**Aim of the exercise:** Please pull out every line in the entries below that contains the string "radar". Only matches with the same capitalization count.

**Records:**
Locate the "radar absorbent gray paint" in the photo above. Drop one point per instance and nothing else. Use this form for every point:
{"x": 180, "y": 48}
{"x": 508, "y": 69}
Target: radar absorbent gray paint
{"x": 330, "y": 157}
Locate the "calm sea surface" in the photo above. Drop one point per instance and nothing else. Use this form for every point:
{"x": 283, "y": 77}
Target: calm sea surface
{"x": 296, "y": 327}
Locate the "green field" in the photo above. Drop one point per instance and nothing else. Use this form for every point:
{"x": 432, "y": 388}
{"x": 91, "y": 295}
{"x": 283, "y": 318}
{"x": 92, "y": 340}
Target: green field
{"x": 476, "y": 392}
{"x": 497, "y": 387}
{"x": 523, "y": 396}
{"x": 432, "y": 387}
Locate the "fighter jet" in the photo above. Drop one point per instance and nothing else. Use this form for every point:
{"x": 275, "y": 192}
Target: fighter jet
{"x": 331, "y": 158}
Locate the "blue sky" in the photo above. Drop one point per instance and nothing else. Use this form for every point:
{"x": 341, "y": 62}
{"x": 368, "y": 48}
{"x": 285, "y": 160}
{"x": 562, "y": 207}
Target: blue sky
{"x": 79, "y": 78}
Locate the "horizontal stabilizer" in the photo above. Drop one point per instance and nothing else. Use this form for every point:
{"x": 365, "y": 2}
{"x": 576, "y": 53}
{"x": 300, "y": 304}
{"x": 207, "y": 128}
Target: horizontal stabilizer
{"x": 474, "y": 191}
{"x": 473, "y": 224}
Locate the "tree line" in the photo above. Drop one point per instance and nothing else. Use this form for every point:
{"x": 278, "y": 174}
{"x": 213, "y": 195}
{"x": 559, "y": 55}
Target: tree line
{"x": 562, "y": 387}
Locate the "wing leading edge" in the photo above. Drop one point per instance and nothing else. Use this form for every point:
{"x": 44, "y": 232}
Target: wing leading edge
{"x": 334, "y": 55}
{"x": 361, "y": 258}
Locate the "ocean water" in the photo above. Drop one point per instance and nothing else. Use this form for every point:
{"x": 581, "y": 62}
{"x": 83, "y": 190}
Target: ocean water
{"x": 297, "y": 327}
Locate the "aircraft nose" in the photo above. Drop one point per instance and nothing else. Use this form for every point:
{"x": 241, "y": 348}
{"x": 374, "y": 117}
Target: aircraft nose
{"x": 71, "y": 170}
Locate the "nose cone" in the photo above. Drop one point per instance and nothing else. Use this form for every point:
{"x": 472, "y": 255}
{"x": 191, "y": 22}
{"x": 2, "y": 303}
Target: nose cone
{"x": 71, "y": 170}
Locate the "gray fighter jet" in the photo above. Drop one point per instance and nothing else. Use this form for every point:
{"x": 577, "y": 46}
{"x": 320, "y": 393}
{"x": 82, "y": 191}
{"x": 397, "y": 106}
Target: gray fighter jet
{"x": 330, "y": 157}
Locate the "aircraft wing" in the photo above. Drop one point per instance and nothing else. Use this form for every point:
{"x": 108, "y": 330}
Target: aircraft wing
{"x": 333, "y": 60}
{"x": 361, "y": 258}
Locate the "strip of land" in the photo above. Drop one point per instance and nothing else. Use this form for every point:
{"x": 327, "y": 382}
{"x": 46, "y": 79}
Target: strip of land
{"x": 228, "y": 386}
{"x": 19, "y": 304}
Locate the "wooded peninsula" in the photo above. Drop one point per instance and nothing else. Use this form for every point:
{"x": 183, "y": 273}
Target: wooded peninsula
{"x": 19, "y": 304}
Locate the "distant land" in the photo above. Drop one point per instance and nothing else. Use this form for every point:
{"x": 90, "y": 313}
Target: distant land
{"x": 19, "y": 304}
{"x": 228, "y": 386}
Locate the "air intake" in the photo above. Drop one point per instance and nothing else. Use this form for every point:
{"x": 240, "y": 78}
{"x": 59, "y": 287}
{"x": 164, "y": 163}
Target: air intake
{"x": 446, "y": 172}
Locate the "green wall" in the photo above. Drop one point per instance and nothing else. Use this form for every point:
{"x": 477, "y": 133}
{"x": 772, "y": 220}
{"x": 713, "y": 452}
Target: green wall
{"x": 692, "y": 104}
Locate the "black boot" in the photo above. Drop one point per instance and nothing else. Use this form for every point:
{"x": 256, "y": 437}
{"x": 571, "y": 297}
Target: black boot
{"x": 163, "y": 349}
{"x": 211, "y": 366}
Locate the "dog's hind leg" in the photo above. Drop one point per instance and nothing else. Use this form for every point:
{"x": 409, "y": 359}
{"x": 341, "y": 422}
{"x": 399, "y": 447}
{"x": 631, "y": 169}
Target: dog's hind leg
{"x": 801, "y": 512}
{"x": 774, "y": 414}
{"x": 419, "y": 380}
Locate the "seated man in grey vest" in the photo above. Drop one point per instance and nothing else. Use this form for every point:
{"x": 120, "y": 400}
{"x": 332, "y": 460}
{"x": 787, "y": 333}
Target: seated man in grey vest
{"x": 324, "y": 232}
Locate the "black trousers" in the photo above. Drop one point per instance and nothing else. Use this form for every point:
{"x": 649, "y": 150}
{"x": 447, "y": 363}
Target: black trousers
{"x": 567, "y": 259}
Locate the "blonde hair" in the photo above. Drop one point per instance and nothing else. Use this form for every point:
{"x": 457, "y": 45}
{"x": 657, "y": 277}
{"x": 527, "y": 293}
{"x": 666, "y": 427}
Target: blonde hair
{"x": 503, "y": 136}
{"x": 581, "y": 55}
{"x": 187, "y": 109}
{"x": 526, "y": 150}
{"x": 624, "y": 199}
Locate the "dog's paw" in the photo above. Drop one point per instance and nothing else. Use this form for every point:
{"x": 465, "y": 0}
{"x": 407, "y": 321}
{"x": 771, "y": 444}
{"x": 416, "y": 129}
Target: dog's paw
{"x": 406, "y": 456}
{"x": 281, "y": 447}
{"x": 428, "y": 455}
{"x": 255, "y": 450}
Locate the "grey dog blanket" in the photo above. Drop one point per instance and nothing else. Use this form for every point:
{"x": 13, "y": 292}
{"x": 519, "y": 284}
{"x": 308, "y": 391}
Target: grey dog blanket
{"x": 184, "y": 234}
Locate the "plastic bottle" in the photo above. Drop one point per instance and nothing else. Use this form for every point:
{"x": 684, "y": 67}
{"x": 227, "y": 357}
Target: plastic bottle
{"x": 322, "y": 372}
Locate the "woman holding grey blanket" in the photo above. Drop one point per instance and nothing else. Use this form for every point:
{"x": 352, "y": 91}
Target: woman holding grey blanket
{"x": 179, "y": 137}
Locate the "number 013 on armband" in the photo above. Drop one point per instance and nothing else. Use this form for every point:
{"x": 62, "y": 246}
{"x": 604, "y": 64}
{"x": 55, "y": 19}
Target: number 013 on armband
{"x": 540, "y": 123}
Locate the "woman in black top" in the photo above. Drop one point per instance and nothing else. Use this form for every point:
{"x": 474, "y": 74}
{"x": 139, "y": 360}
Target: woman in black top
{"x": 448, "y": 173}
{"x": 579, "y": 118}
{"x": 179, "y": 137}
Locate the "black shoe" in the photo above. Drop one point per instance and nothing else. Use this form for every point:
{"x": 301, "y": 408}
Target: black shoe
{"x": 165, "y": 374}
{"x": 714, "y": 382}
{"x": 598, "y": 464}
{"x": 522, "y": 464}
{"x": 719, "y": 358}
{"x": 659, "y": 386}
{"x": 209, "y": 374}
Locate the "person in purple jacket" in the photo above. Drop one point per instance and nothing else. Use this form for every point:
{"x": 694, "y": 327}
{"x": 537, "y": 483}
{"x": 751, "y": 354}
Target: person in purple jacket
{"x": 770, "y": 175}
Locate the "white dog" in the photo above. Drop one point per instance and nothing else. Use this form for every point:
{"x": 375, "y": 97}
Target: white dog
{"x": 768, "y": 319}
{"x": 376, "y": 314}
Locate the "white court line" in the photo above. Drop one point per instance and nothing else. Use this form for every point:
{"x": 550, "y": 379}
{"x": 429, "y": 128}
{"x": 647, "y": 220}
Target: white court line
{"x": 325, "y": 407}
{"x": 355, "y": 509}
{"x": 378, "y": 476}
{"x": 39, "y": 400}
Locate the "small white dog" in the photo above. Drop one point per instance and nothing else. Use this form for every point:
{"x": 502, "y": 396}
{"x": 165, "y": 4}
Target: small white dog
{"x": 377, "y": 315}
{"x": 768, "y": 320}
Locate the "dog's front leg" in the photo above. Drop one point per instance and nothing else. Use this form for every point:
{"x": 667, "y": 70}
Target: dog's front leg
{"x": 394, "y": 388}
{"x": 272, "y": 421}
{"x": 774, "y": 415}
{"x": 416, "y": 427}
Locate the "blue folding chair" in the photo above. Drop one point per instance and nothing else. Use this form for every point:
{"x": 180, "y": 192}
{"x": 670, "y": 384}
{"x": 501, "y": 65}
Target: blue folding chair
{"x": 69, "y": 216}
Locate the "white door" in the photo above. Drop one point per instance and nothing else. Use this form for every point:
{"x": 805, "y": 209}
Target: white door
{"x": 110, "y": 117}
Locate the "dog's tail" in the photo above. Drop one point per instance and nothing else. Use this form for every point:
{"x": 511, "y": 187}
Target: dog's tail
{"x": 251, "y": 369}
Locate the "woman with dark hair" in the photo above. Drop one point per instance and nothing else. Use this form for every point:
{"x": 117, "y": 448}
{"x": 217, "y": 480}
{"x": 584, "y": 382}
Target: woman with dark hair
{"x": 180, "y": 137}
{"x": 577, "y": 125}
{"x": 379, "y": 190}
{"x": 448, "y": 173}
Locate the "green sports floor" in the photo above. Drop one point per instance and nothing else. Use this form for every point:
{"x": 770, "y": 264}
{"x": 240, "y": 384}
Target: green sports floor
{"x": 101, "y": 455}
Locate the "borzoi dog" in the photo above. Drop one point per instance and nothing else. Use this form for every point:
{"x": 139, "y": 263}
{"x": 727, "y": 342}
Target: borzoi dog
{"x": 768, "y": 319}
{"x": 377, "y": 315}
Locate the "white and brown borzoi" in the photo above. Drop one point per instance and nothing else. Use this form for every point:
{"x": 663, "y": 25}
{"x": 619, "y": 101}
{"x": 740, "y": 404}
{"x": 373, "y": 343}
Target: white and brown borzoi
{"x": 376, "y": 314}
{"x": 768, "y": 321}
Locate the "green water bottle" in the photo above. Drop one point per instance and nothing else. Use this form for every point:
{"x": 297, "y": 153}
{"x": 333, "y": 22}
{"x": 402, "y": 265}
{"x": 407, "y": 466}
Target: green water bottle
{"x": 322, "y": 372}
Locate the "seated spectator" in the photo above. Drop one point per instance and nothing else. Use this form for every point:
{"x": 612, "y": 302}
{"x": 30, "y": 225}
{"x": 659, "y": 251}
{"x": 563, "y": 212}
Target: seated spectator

**Response to the exercise:**
Locate the "radar absorbent gray paint" in the photo above. Drop one point per instance and nothing else. Use this form for every point:
Target: radar absorbent gray paint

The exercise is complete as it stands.